* _COMPLETE THE FOLLOWING_:
- A) In the forum text on recovery weeks, what does one poster say they are downgrading by a lot while keeping some intensity in the week?
- B) Continue the forum text on recovery weeks from its last sentence.

* _TEXT EXCERPT_:
───

I’m not a TR user anymore, but can’t imagine this would impact PLs in any meaningful way.

No harm at all doing this if it helps keep you motivated and rested.

I’m experimenting with switching things up as well - namely downgrading the TSS by a lot, but keeping some intensity in the week. Treating it more like a taper and less like a “recovery” week. It helps me really go easy on most of the days, and also keeps me from feeling too flat/antsy.

Gotta be really careful with this approach though. Better to err on the side of way too easy than a little too hard. And not be afraid to just do nothing if I have any hint that I’m not reloading enough. I’m also quite confident that if I did nothing I wouldn’t lose any fitness - that’s a key thing to accept. It helps to objectively listen to the body and do what is needed.

Thats what I tend to do and my ex coach advised (particularly go for a walk). However, what he wouldn’t advised is my commute at pace. He was all for carrying on commuting at a low intensity and perhaps getting the bus one day a week. But I now WFH and as I’m only in the office one day a week I’m guilty of going too hard on it (its not all out but its too hard :wink:).

───

* _EXTRACTED INFORMATION_:
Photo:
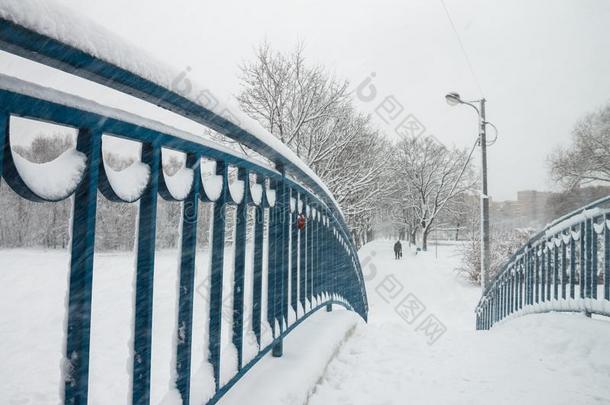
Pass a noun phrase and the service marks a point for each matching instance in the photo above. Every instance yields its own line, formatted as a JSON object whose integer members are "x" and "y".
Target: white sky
{"x": 541, "y": 64}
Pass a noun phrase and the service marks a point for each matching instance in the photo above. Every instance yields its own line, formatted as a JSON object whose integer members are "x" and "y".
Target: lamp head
{"x": 453, "y": 99}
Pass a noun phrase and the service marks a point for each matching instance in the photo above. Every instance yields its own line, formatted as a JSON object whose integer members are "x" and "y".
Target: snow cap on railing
{"x": 48, "y": 18}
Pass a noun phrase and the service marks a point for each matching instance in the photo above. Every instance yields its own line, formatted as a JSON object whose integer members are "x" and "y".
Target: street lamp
{"x": 454, "y": 99}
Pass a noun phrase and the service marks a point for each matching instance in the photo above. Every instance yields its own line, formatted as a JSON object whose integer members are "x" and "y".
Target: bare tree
{"x": 310, "y": 111}
{"x": 587, "y": 160}
{"x": 430, "y": 177}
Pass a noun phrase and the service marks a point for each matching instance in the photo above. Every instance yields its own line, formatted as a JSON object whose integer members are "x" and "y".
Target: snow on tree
{"x": 429, "y": 178}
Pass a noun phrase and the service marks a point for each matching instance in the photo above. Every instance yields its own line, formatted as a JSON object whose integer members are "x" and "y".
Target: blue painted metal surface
{"x": 559, "y": 269}
{"x": 322, "y": 261}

───

* _ANSWERS_:
- A) The TSS.

- B)
Its an alternative, but not ideal especially if this will happen every recovery week. Find a way to ride outside easy. Are you saying your terrain doesn’t allow it or you can’t because you just pedal too hard. If the later is the case then learn this skill. Yes, AT will adjust down if it thinks you missed a week of workouts, but you can easily correct that.

Mainly, it’s good to recover the legs and mind with an easy spin. This is also a skill so if TV isn’t working find something you enjoy more such as a podcast. Also, save things you want to watch or listen to until the recovery week so you’re be looking forward to it. Being off the bike for a week will make that first workout back a bit tougher as well. If you’re actually performing a FTP test (not using the new FTP detection), you’re likely to perform worse.

What about it is unbearable? Boring, too hard, painful?

If it’s all the long fixed wattage intervals TR prescribes (e.g., Pettit) that you find dull - so do I… I often swap them out for e.g., one of the Colosseum variants or shorter Baxters, same endurance PL but the wattage changes more frequently. Helps a lot.

Somehow I find 20 minutes at a steady sweetspot wattage (say 90%) more bearable than 20 minutes at 65% :man_shrugging:

I guess the harder work makes you focus more.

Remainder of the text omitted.